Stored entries
=== Section Start ===
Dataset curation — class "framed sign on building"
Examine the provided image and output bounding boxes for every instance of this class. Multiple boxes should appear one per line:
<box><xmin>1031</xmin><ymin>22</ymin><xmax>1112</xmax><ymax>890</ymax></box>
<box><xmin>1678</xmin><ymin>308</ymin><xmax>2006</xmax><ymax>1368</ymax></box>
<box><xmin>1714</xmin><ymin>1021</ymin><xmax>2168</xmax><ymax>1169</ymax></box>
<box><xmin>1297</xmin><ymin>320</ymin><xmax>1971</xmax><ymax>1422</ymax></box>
=== Section End ===
YOUR TASK
All lines above that include the word "ymin" should be located and copied.

REPLY
<box><xmin>1031</xmin><ymin>22</ymin><xmax>1112</xmax><ymax>890</ymax></box>
<box><xmin>1678</xmin><ymin>308</ymin><xmax>2006</xmax><ymax>1368</ymax></box>
<box><xmin>1714</xmin><ymin>1021</ymin><xmax>2168</xmax><ymax>1169</ymax></box>
<box><xmin>1297</xmin><ymin>320</ymin><xmax>1971</xmax><ymax>1422</ymax></box>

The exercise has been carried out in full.